• Exercise requirements
Copy the records below word for word, from the line that contains "Would you be willing to mark the dirt clod" through the line that contains "column 482, row 240", with both of those lines included.

• Recorded data
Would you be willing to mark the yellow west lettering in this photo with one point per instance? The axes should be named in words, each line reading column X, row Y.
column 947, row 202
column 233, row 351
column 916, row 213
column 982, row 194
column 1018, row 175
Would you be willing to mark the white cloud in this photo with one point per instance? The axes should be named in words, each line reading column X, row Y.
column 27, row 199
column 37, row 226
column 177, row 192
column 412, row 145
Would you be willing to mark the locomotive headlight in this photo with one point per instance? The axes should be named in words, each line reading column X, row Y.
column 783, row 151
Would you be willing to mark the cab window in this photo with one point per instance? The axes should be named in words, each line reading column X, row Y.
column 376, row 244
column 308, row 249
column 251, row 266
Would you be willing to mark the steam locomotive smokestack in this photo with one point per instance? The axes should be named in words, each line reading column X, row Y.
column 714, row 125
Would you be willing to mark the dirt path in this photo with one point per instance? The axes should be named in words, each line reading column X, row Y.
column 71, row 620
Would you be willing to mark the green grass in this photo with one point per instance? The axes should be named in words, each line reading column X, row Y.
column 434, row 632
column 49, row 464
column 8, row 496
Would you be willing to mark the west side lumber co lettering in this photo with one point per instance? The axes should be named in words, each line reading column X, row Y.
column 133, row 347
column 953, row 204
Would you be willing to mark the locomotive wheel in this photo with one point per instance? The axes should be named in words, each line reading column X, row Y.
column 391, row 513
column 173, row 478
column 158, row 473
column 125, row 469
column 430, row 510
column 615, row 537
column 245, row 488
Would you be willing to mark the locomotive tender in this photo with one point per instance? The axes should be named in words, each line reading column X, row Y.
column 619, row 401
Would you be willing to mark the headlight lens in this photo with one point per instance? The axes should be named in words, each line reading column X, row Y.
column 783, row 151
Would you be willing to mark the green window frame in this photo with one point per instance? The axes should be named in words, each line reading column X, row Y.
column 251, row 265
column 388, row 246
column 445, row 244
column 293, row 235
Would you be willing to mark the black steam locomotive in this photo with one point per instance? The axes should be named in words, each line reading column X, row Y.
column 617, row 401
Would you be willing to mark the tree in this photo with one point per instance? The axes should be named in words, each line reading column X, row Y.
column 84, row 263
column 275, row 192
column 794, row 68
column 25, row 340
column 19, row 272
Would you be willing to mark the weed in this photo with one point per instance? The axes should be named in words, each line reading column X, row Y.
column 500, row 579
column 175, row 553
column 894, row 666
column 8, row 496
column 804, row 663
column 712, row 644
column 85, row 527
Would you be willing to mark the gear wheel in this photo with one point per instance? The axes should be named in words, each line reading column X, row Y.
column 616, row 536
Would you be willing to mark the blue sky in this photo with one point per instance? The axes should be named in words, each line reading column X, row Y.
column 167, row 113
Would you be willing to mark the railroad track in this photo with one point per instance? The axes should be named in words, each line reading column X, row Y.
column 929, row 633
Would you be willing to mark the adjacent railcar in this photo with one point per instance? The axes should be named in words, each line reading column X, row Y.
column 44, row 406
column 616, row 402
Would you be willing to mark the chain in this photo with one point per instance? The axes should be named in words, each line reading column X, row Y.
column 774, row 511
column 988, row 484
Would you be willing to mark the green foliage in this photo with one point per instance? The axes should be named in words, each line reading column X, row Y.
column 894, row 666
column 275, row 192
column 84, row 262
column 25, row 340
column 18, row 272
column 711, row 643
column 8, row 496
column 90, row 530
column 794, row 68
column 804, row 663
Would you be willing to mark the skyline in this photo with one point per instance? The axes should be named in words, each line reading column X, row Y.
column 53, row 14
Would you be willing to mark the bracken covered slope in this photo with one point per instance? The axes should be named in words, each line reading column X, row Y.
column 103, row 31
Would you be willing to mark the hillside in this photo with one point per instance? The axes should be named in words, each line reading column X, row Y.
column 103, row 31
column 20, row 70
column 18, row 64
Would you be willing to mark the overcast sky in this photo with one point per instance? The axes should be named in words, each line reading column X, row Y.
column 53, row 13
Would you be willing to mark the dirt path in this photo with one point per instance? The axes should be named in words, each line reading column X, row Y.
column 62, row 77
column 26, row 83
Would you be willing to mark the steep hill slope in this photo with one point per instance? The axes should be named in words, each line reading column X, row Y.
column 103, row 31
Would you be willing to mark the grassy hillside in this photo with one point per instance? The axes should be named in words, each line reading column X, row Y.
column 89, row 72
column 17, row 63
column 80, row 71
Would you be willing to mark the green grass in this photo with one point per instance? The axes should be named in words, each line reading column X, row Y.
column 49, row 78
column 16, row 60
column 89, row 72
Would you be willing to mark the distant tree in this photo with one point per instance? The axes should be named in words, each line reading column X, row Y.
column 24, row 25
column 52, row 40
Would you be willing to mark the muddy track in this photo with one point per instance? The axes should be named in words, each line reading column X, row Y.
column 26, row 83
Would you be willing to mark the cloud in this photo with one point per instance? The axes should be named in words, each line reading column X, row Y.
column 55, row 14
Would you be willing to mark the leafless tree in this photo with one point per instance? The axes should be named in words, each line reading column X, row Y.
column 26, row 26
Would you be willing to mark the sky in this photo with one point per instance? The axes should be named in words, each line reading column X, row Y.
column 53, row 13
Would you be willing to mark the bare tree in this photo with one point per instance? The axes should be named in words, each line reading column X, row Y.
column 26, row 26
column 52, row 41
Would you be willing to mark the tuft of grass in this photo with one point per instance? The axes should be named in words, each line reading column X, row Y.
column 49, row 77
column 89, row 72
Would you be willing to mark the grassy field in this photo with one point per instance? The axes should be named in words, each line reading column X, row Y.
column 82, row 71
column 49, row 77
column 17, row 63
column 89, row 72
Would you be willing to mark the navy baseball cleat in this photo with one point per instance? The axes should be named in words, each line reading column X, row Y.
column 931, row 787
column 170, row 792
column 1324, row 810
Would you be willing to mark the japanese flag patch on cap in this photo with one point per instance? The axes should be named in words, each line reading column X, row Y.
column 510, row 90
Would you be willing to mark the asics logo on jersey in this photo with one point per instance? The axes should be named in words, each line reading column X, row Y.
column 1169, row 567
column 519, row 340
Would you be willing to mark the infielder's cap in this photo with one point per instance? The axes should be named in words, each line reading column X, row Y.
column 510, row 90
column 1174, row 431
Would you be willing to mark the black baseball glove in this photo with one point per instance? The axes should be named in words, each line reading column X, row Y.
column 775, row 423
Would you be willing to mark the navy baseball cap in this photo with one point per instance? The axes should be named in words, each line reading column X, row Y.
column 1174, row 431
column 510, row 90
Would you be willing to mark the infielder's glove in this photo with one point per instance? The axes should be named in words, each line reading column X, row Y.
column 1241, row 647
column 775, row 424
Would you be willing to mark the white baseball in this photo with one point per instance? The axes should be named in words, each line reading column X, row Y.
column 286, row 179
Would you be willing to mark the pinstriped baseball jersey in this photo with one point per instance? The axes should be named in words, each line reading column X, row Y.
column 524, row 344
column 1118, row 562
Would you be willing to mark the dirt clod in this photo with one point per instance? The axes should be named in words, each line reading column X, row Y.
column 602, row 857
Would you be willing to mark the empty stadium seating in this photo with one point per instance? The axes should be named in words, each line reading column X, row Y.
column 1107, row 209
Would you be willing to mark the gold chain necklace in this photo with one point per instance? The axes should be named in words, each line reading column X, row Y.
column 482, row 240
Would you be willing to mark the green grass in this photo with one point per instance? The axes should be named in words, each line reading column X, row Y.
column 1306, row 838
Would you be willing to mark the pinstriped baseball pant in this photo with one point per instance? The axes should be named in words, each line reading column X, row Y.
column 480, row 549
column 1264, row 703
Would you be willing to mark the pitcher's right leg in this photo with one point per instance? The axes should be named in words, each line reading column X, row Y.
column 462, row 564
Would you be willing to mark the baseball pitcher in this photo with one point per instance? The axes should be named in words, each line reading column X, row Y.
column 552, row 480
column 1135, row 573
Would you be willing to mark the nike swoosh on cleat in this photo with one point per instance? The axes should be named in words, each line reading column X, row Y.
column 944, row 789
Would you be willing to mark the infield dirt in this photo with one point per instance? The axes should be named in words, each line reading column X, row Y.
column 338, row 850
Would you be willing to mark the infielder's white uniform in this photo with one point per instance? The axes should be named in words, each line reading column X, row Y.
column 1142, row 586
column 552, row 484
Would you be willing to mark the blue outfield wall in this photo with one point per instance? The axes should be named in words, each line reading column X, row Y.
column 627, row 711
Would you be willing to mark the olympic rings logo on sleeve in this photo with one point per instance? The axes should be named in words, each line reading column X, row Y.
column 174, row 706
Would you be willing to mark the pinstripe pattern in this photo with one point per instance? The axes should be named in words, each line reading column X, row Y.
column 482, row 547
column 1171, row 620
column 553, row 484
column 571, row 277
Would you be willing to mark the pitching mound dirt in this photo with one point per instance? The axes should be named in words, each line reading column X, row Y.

• Complete response
Would you be willing to mark the dirt clod in this photo with one point per instance? The axes should be named in words, each line reading column X, row Y.
column 602, row 857
Would you be willing to mark the empty stadium seating in this photo with one point per instance? The axes should be named in words, each line reading column X, row Y.
column 1107, row 209
Would you be willing to mark the gold chain necklace in this photo with one point per instance? The axes should be named in words, each line reading column X, row Y.
column 482, row 240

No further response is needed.